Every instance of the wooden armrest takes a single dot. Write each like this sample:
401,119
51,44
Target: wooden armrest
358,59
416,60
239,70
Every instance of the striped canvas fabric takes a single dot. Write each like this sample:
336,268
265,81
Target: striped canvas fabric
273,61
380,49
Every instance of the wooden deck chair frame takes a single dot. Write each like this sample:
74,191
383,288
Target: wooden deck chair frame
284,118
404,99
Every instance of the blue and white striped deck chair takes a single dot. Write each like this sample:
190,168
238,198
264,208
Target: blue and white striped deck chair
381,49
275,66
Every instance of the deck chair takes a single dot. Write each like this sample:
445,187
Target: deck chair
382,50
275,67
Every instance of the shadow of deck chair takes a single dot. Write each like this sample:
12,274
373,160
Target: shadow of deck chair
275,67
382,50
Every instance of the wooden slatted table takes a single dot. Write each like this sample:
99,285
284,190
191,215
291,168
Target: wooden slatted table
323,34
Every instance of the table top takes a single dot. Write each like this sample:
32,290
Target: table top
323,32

Exercise prompt
Rewrite the records above as a Markdown table with the columns Row and Line. Put each non-blank line in its own row, numbered in order.

Result for this task
| Row | Line |
|---|---|
| 1 | Every instance of the wooden armrest takes a single dot. Write each like this sample: |
| 2 | 401,119 |
| 3 | 51,44 |
| 4 | Target: wooden armrest |
| 5 | 358,59 |
| 6 | 416,60 |
| 7 | 239,70 |
| 8 | Every instance of the striped canvas fabric takes a single dot. Write each like this sample: |
| 9 | 336,268 |
| 10 | 265,81 |
| 11 | Target: striped canvas fabric |
| 12 | 273,61 |
| 13 | 380,49 |
| 14 | Every instance of the wooden deck chair frame takes a single dot. Write each like this sample: |
| 15 | 74,191 |
| 16 | 383,288 |
| 17 | Target: wooden deck chair frame |
| 18 | 284,118 |
| 19 | 404,99 |
| 20 | Every instance of the blue and white striped deck chair takes a single dot. Write each like this sample: |
| 21 | 190,168 |
| 22 | 238,198 |
| 23 | 264,208 |
| 24 | Target: blue and white striped deck chair |
| 25 | 381,49 |
| 26 | 275,66 |
| 27 | Every instance of the deck chair takes a single dot. Write each like this sample: |
| 28 | 445,187 |
| 29 | Target: deck chair |
| 30 | 382,50 |
| 31 | 275,67 |
| 32 | Every instance of the shadow of deck chair takes a single dot. Write each like this sample: |
| 33 | 12,274 |
| 34 | 373,160 |
| 35 | Target: shadow of deck chair |
| 36 | 275,67 |
| 37 | 382,50 |
| 38 | Every instance of the wooden slatted table takes a single dot. Write each like this sample: |
| 39 | 99,285 |
| 40 | 284,190 |
| 41 | 191,215 |
| 42 | 291,168 |
| 43 | Target: wooden slatted table |
| 44 | 323,34 |
| 45 | Every instance of the table top takes a single dot. Write each like this sample: |
| 46 | 32,290 |
| 47 | Target: table top |
| 48 | 323,32 |